__CONSIGNE__
Reproduisez sans changement le passage du texte sur l'index indépendant, en commençant par « Je rappelle que » et en allant jusqu'à « cet index indépendant. ».

__TEXTE SUPPORT__
Je rappelle également qu'avec cet index indépendant nombre de monopoles se fissureraient, nombre d'usages émergeraient, et nombre de processus de contrôle et de réflexion sur le niveau de délégation de services accepté ou acceptable pourraient être étudiés ou déployés.

Je rappelle aussi que Google et les autres ont commencé par bâtir un index

Je rappelle que la création de cet index indépendant est une solution bien plus possible, plausible, adaptée et réalisable à court terme que les innombrables tentatives de légiférer sur le sujet, sans parler des non moins inénarrables aventures des Quichottes modernes s'en allant démembrer le géant.

Je rappelle aux esprits chagrins qui seraient tentés de désigner cette solution comme un énième "y'a qu'à, faut qu'on", je rappelle à ceux-là qu'internet et le web reposent sur des technologies qui sont pour l'essentiel dans le domaine public et qui ont été pensées par des ingénieurs soucieux de bâtir des protocoles simples, ouverts et interopérables. Il n'y a donc pas de barrière technique ou juridique au déploiement de cet index indépendant.

Je rappelle également qu'une bonne partie de cet index indépendant existe déjà : au travers de l'initiative du Hathi Trust pour créer une copie suffisamment significative de la base de donnée Google Books, au travers de la fondation Internet Archive de Brewster Kahle qui archive sans relâche livres, films, textes, et documents divers à une échelle colossale, au travers des ressources propres (des archives et des bases de données) de chaque titre de presse nationale, de PQR, de chaque bibliothèque, de chaque université, de chaque entreprise, ressources qu'il/elle serait libre de verser dans cet index indépendant en lui faisant immédiatement atteindre un effet de seuil qui, sans renverser du jour au lendemain les monopoles de Google ou de Facebook, les inciterait probablement à faire profil bas autour d'une quelconque future table des négociations.

Je rappelle qu'en plus de toute cela nous disposons de technologies open source de recherche, que chaque pays (européen tout au moins), dispose - ou peut disposer à très court terme - de la puissance de calcul nécessaire et des infrastructures de stockage idoines (au travers, par exemple, d'un "cloud souverain").

(Données recueillies)

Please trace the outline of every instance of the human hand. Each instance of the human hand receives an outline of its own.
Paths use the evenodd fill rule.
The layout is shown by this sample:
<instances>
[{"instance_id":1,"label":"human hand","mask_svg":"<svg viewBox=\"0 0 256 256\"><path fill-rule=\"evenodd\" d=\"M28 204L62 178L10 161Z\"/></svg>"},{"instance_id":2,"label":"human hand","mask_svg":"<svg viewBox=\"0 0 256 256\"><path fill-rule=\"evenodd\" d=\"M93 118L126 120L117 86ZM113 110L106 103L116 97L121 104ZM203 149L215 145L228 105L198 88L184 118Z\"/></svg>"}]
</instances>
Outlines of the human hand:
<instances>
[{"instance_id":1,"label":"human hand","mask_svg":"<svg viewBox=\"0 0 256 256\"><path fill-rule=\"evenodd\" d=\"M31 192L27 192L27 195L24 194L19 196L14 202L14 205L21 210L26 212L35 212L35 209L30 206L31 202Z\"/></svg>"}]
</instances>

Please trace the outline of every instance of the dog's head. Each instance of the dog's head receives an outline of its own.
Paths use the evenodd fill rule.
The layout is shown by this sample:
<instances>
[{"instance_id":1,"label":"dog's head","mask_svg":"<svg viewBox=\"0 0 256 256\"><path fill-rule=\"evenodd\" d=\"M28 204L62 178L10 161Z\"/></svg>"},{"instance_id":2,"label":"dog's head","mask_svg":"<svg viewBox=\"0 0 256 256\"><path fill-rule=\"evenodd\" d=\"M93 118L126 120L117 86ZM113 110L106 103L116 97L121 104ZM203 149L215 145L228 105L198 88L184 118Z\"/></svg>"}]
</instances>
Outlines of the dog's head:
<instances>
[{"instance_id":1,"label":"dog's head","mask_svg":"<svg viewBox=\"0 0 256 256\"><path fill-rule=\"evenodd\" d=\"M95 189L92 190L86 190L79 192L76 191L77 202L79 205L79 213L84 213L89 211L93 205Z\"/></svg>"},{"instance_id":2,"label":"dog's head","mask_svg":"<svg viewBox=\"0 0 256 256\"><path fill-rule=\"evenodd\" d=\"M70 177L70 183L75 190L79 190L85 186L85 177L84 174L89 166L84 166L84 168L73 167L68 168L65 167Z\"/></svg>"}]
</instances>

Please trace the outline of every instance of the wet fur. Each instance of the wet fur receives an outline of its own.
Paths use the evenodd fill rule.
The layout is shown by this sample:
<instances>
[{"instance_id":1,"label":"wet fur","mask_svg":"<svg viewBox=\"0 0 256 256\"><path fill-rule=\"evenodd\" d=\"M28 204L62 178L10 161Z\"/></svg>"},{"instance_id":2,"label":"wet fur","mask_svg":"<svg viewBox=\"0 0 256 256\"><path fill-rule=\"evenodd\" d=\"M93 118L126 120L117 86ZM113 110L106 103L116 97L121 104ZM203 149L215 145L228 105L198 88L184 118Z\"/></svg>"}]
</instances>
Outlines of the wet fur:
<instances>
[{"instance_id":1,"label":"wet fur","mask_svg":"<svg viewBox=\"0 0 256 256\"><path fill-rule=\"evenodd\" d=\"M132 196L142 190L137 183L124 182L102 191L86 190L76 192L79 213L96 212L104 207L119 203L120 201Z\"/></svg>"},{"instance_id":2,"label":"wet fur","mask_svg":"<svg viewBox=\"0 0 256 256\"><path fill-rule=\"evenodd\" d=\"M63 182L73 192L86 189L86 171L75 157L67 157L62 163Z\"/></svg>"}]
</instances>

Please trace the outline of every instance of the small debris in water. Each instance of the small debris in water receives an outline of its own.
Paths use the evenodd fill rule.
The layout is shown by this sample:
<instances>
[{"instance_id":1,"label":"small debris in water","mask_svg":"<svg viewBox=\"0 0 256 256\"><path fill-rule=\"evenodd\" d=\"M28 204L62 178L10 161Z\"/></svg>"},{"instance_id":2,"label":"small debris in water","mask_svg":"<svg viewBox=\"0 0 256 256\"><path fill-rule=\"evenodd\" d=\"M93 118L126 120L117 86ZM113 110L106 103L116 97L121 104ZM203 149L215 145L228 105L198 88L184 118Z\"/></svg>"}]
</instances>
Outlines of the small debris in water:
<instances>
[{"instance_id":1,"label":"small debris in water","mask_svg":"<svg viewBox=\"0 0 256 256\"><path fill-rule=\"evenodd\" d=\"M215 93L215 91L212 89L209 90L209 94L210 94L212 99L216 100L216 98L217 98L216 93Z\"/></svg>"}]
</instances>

...

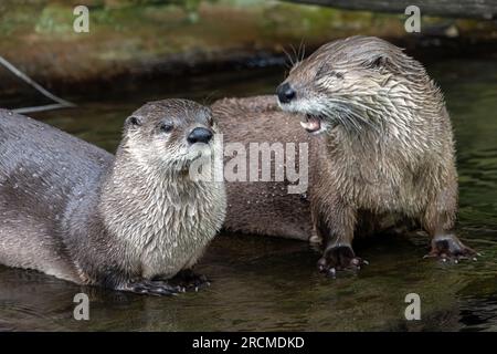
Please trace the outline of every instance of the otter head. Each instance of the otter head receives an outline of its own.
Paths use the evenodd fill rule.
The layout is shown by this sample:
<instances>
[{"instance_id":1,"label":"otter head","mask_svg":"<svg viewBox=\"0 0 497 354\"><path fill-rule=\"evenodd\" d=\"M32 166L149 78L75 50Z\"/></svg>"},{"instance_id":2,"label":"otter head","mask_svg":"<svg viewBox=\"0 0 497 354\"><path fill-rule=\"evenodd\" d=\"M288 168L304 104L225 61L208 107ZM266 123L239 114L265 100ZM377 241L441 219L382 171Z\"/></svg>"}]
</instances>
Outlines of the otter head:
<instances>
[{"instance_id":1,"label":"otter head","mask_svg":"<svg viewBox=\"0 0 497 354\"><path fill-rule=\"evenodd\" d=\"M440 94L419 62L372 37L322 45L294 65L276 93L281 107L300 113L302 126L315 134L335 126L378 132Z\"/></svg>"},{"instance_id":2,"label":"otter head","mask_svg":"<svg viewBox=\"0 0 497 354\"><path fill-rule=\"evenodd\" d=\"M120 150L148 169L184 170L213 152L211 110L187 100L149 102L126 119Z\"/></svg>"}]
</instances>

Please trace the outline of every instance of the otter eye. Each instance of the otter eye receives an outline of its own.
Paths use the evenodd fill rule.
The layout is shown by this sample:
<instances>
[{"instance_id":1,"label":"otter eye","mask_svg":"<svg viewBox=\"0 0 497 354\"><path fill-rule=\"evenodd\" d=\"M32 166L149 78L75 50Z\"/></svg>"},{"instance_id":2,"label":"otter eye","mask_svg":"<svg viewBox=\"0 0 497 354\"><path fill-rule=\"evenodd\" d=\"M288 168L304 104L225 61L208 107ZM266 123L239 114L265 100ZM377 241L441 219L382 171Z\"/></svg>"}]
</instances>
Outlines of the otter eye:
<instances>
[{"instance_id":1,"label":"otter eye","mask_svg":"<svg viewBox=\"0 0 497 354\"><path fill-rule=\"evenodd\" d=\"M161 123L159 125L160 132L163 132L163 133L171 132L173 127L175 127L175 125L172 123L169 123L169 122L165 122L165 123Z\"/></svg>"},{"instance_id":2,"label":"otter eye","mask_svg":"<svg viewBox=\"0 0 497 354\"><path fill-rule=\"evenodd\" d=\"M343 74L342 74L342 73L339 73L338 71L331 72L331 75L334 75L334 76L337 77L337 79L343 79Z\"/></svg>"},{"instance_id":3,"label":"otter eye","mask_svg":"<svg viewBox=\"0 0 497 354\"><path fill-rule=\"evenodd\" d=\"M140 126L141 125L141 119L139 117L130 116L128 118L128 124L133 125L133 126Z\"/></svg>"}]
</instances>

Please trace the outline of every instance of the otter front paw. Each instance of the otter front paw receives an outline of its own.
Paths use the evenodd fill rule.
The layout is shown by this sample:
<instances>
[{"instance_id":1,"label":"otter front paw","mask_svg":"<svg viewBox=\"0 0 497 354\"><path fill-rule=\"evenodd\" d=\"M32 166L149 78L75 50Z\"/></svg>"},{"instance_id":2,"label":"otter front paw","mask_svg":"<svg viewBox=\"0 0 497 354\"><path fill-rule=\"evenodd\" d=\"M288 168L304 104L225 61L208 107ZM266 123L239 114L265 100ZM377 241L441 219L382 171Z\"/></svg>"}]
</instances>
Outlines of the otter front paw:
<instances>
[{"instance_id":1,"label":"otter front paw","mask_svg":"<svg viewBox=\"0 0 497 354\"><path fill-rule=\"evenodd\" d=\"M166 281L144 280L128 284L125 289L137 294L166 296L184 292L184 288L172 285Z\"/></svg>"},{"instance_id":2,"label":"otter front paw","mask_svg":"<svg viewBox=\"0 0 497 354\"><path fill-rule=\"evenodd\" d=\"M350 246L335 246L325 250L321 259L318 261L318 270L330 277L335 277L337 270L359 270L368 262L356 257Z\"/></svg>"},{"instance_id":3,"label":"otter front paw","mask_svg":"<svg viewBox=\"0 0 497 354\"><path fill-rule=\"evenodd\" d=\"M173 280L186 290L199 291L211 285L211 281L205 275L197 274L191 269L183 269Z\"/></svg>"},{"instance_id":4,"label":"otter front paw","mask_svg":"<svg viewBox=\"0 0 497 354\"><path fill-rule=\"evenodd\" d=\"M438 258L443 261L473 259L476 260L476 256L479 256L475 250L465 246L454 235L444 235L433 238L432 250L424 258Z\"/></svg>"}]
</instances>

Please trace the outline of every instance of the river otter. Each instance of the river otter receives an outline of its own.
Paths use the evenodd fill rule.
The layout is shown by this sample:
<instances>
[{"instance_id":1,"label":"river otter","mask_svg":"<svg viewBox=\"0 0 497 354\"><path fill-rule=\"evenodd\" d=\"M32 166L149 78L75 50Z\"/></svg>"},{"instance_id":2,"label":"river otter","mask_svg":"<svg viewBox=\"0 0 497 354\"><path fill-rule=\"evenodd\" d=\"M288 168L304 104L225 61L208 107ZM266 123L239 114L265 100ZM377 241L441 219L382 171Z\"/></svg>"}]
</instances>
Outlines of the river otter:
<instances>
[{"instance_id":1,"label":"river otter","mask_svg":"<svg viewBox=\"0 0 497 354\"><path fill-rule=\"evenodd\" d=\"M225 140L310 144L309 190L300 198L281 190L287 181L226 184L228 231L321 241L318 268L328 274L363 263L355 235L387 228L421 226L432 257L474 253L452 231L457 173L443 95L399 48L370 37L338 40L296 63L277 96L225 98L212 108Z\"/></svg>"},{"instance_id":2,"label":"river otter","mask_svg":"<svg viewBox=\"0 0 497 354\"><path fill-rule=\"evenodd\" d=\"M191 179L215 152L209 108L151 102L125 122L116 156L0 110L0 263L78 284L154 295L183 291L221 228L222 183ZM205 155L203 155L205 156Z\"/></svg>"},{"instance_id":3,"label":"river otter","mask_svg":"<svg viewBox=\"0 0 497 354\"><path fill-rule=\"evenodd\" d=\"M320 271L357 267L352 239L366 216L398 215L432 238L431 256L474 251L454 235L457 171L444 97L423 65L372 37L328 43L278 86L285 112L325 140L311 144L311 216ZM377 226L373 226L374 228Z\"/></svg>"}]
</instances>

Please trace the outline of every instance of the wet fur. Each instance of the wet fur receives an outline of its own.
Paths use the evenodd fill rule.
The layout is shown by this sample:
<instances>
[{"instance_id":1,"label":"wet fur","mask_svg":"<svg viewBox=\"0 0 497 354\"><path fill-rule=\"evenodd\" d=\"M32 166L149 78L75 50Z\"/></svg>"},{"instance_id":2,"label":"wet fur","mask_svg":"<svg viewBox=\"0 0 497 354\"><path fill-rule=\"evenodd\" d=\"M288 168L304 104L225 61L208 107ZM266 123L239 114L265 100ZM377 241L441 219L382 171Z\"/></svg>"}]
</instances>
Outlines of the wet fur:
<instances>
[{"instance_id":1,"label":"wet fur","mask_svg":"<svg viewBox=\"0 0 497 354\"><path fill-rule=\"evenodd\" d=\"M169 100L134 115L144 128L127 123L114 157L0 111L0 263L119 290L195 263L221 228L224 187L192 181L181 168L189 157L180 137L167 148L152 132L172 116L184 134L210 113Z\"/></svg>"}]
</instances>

__CORRIGÉ__
Je rappelle que la création de cet index indépendant est une solution bien plus possible, plausible, adaptée et réalisable à court terme que les innombrables tentatives de légiférer sur le sujet, sans parler des non moins inénarrables aventures des Quichottes modernes s'en allant démembrer le géant.

Je rappelle aux esprits chagrins qui seraient tentés de désigner cette solution comme un énième "y'a qu'à, faut qu'on", je rappelle à ceux-là qu'internet et le web reposent sur des technologies qui sont pour l'essentiel dans le domaine public et qui ont été pensées par des ingénieurs soucieux de bâtir des protocoles simples, ouverts et interopérables. Il n'y a donc pas de barrière technique ou juridique au déploiement de cet index indépendant.